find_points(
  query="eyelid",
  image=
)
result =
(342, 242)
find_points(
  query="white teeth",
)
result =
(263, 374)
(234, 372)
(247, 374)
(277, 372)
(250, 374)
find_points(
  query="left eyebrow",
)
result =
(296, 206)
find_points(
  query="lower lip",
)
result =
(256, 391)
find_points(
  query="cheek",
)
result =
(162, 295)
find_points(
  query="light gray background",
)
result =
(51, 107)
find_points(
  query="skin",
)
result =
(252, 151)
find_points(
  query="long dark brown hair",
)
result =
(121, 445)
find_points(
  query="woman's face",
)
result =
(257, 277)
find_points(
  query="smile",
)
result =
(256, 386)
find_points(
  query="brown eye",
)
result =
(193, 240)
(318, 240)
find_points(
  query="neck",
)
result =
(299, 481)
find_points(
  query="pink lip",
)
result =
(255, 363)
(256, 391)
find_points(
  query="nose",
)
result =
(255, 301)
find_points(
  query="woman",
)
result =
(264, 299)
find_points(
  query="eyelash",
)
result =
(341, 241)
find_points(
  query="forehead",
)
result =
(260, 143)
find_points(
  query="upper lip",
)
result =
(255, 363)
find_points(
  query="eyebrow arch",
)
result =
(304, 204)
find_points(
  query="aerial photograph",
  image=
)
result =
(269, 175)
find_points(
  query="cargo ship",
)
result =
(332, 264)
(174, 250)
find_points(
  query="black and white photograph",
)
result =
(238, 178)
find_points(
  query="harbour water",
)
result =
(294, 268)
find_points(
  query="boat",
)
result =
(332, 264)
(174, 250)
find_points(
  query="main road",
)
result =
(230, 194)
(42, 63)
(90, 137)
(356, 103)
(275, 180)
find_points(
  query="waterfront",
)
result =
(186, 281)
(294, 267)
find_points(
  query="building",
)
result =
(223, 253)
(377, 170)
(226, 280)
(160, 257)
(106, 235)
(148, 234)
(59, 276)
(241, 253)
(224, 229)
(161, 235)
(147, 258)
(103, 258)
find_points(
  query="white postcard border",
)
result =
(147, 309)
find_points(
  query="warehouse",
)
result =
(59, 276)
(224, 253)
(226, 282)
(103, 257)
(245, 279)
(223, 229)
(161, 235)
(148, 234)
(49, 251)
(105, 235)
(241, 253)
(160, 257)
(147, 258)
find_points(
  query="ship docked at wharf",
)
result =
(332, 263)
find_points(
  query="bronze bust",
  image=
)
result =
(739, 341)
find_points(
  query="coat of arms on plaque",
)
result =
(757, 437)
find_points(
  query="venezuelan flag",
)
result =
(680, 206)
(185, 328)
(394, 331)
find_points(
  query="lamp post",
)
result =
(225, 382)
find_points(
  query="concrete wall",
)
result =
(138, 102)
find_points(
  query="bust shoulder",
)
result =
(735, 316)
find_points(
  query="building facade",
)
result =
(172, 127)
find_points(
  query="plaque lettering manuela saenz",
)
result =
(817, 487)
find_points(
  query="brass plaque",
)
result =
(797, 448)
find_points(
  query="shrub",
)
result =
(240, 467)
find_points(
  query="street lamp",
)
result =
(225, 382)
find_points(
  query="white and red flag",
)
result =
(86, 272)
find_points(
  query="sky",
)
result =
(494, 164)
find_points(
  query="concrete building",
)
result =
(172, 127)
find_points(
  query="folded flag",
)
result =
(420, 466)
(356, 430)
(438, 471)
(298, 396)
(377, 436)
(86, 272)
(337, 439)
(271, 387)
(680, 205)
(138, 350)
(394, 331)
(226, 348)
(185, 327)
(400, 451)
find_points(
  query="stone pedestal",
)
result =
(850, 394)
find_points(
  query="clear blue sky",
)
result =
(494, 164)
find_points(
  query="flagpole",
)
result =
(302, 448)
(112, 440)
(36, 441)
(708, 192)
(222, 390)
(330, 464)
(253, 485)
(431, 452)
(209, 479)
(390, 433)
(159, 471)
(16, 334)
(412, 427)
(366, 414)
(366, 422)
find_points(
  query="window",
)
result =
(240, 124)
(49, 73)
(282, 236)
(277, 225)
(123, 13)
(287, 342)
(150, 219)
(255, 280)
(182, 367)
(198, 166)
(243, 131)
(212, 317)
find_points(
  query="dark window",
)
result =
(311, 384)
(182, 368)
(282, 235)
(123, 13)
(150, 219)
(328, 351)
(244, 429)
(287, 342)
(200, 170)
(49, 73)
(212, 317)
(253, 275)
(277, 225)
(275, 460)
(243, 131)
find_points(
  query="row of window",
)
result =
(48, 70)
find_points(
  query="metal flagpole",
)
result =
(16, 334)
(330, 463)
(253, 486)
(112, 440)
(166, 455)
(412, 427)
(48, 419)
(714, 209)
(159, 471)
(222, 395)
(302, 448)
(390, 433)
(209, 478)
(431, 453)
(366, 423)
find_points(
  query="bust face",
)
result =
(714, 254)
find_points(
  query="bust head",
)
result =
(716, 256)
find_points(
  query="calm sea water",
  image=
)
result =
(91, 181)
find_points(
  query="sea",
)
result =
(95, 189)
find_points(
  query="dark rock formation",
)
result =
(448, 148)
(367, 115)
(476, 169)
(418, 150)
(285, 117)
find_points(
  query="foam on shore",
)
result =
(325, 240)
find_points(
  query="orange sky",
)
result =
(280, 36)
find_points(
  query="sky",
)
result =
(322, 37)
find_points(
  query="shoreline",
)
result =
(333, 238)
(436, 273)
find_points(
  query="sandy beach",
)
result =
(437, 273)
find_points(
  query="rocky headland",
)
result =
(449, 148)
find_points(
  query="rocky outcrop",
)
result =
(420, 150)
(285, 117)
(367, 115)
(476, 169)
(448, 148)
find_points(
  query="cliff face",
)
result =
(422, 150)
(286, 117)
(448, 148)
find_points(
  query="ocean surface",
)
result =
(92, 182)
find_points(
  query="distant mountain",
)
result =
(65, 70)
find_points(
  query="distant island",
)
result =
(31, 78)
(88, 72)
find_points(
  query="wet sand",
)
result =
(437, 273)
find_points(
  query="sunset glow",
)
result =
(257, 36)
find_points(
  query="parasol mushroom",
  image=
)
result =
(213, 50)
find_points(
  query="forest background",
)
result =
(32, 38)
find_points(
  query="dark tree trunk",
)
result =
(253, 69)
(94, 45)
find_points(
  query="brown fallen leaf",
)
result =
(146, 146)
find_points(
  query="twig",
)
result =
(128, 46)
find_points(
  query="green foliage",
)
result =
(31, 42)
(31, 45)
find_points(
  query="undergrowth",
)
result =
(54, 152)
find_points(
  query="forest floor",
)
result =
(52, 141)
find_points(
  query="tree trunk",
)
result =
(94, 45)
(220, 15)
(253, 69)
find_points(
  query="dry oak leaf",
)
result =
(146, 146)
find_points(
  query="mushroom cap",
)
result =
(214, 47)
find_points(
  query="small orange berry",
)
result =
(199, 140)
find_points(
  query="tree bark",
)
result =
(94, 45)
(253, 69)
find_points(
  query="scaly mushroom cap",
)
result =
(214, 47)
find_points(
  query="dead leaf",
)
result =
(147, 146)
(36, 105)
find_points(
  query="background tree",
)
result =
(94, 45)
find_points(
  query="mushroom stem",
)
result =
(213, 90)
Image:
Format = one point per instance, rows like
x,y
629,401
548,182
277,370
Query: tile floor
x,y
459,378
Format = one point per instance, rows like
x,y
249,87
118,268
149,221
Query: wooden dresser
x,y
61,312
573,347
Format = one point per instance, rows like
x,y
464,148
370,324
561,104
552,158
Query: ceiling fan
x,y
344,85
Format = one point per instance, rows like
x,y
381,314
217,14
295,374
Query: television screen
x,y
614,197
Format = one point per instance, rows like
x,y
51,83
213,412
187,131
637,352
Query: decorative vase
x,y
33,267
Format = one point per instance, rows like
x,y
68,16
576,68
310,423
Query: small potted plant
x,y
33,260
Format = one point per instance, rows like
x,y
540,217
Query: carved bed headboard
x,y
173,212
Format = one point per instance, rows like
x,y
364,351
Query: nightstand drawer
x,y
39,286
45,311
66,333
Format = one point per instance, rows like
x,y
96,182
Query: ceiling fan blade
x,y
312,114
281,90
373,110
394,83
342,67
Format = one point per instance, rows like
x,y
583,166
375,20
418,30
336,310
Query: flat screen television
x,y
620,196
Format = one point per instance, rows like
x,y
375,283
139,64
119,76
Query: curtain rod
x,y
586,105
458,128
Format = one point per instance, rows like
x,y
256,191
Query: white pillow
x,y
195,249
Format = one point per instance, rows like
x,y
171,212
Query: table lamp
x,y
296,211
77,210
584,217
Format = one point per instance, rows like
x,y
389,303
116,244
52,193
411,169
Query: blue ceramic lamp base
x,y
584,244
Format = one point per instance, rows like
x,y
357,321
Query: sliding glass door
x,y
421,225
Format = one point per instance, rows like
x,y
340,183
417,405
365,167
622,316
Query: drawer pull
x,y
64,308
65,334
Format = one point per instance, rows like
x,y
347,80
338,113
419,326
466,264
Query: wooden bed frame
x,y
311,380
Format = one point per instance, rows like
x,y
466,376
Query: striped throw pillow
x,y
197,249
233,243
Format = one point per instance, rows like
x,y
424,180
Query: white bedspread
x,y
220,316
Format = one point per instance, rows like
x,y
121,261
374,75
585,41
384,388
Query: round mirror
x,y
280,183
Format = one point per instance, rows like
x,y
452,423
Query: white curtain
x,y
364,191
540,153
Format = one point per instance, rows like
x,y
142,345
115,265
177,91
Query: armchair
= = =
### Instructions for the task
Scan the data above. Return every line with "leaf" in it.

### Output below
  query="brown fallen leaf",
  query="dry oak leaf",
  query="dead leaf",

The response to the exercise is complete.